**EXTRAIT DU DOCUMENT**
======
12Pauvreté de notre imaginaire : En chacun de nous sommeille, peu ou prou un petit bourgeois, au sens où K. Marx définissait cet état (c’est celui dont l’esprit, dont la conscience ne dépasse pas les limites qu’il a tracées à ses activités…). Bien plus, la société industrielle, dans laquelle nous vivons, produit une communication dogmatique et de masse, véritable religion sociale, vouée à l’idéologie d’une rationalité totale qui tend à assécher et tarir notre imaginaire.
13On est bien forcé de constater ex-post que les prévisions et, a fortiori, les visions de prospective pêchent par excès de timidité et que le réel observé se trouve presque toujours bien au-delà de ce que l’on avait imaginé. L’esprit humain, épris de régularité et de continuité, privilégie naturellement les scénarios centraux s’inscrivant sur la tendance. Cette pauvreté de l’imaginaire est liée, pour une large part, à notre fascination pour la raison, comme nous le verrons plus loin.
14…L’avenir a de tout temps fasciné et fait rêver les hommes. Cette soif d’anticipation est, en outre, exacerbée à notre époque dans un registre plus prosaïque, par la nécessité de concevoir des infrastructures à longue durée de vie, par la mise en œuvre de stratégies, industrielles voire militaires, requérant des équipements lourds… En toute logique, tout cela paraît propre à créer un puissant appel d’air favorable à la prospective… Enfin, est-il bien nécessaire de rappeler que la prospective n’est pas seulement une affaire de concepts, de paradigmes, de schémas d’intelligibilité, de méthodes et de grilles de lecture, mais aussi, et peut-être davantage, de sensibilité, de finesse, d’intuition, d’imagination, d’ouverture d’esprit, d’honnêteté et de rigueur intellectuelle ? ».
======
**ÉNONCÉ PROPOSÉ 1**
Recopiez, dans l'extrait sur la prospective, le passage allant de « 13On est bien » jusqu'à « verrons plus loin. ».
Cet extrait et les enregistrements n'ont aucun lien entre eux.
======
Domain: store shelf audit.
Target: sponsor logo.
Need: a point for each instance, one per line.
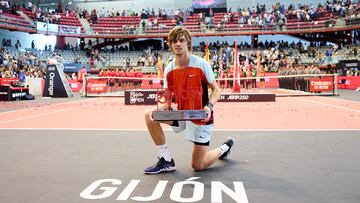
(105, 188)
(136, 97)
(51, 83)
(18, 94)
(51, 68)
(238, 97)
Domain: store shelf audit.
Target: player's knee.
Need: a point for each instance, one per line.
(198, 166)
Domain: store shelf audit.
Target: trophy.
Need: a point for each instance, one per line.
(185, 102)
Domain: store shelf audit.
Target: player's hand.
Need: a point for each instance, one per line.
(208, 113)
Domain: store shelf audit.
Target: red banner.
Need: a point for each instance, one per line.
(319, 85)
(96, 86)
(8, 81)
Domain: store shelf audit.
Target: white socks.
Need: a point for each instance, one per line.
(164, 152)
(224, 148)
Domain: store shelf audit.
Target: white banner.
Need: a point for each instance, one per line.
(55, 28)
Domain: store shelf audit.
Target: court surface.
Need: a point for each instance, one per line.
(297, 149)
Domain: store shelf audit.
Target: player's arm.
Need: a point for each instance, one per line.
(164, 103)
(214, 97)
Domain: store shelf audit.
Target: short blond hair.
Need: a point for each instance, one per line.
(176, 33)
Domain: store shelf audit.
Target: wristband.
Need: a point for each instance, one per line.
(210, 105)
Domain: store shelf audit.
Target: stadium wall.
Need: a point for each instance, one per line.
(137, 5)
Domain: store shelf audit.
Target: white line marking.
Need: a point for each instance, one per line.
(167, 130)
(330, 105)
(342, 99)
(47, 105)
(51, 112)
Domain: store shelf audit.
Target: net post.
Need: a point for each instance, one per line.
(335, 92)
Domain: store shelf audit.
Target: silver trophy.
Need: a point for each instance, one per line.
(185, 105)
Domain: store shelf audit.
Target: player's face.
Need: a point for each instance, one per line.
(180, 45)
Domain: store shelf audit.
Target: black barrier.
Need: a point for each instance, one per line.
(8, 93)
(148, 97)
(246, 97)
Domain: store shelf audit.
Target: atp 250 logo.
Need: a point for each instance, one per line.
(96, 191)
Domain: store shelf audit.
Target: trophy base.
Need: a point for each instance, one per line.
(179, 115)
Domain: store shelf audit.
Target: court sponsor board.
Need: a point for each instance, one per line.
(189, 190)
(149, 97)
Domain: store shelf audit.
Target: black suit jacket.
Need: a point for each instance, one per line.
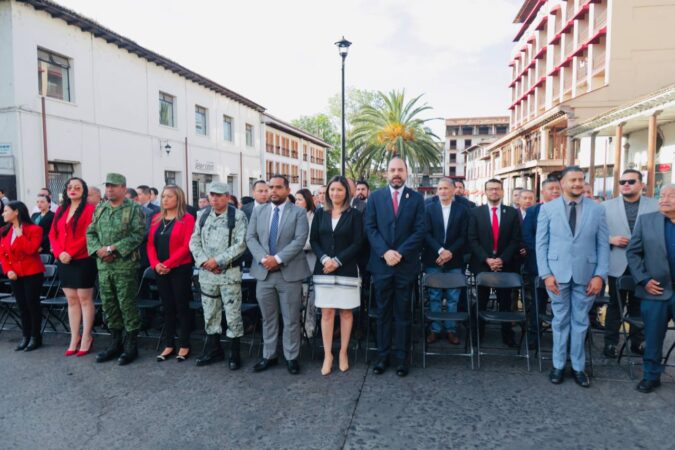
(46, 225)
(481, 242)
(344, 242)
(453, 240)
(403, 232)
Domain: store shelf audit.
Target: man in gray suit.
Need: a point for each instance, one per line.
(622, 213)
(572, 249)
(651, 258)
(276, 237)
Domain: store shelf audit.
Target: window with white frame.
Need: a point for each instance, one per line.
(249, 135)
(167, 104)
(200, 120)
(227, 128)
(54, 75)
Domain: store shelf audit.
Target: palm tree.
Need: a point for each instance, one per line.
(395, 129)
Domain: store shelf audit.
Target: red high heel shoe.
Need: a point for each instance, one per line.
(70, 352)
(86, 352)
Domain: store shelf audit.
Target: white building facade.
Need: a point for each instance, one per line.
(111, 105)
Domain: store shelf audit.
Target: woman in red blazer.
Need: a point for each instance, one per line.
(77, 270)
(20, 242)
(169, 254)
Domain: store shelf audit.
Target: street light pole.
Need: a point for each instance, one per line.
(343, 48)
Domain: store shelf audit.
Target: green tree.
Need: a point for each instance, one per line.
(393, 129)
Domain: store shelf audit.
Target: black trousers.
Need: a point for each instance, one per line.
(393, 298)
(27, 293)
(613, 315)
(175, 290)
(504, 301)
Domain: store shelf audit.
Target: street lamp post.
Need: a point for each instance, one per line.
(343, 48)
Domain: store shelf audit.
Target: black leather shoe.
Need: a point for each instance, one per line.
(581, 378)
(34, 344)
(402, 370)
(293, 366)
(556, 376)
(23, 343)
(265, 364)
(380, 366)
(647, 386)
(637, 349)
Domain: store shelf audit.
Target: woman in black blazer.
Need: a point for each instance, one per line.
(44, 218)
(336, 238)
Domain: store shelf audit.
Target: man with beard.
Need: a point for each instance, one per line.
(395, 226)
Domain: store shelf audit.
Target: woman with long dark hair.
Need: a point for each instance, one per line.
(336, 237)
(77, 270)
(20, 242)
(169, 255)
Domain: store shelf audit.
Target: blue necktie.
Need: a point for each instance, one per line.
(274, 230)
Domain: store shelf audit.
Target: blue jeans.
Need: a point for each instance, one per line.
(436, 298)
(656, 314)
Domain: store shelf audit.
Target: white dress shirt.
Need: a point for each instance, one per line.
(499, 212)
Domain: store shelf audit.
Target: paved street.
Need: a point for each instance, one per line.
(50, 401)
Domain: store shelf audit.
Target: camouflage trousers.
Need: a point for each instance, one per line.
(219, 297)
(118, 296)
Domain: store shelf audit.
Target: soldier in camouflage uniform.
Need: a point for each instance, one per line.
(215, 253)
(113, 238)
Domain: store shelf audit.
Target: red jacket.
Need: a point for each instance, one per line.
(22, 256)
(179, 242)
(63, 239)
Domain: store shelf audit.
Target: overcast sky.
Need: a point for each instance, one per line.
(281, 53)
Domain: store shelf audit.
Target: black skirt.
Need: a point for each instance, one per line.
(79, 274)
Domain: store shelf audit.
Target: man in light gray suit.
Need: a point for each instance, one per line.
(276, 237)
(573, 259)
(622, 213)
(651, 258)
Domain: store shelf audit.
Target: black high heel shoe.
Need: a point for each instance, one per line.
(165, 356)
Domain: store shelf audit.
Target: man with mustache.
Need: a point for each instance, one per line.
(395, 226)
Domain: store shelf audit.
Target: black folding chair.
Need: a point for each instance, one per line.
(445, 281)
(502, 280)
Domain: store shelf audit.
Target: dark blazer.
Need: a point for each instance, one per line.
(344, 242)
(404, 232)
(530, 238)
(481, 242)
(436, 237)
(648, 256)
(21, 256)
(46, 225)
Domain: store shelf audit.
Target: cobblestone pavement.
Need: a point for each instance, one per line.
(50, 401)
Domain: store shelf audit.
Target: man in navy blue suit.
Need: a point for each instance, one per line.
(550, 190)
(447, 223)
(395, 228)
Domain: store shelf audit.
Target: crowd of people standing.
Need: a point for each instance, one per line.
(343, 237)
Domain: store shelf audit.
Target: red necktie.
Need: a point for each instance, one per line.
(495, 230)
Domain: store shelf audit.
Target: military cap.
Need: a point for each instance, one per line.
(219, 188)
(116, 179)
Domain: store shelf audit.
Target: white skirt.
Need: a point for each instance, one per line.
(332, 291)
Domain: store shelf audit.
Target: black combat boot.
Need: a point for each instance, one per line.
(23, 343)
(114, 349)
(235, 356)
(213, 352)
(130, 349)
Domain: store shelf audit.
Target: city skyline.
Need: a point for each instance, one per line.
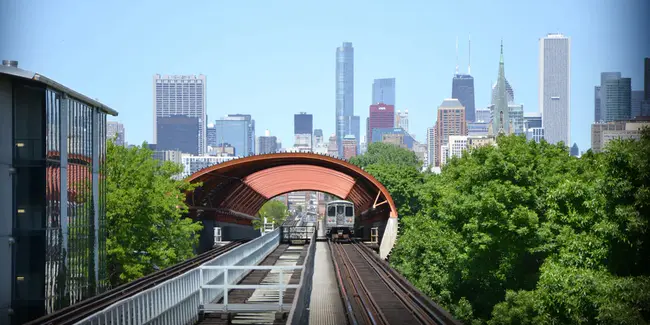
======
**ÉNONCÉ PROPOSÉ 2**
Extrayez des enregistrements chaque ligne où figure le mot « shoe ».

**CORRIGÉ DÉTAILLÉ 1**
13On est bien forcé de constater ex-post que les prévisions et, a fortiori, les visions de prospective pêchent par excès de timidité et que le réel observé se trouve presque toujours bien au-delà de ce que l’on avait imaginé. L’esprit humain, épris de régularité et de continuité, privilégie naturellement les scénarios centraux s’inscrivant sur la tendance. Cette pauvreté de l’imaginaire est liée, pour une large part, à notre fascination pour la raison, comme nous le verrons plus loin.

**CORRIGÉ DÉTAILLÉ 2**
Target: red high heel shoe.
Target: black leather shoe.
Target: black high heel shoe.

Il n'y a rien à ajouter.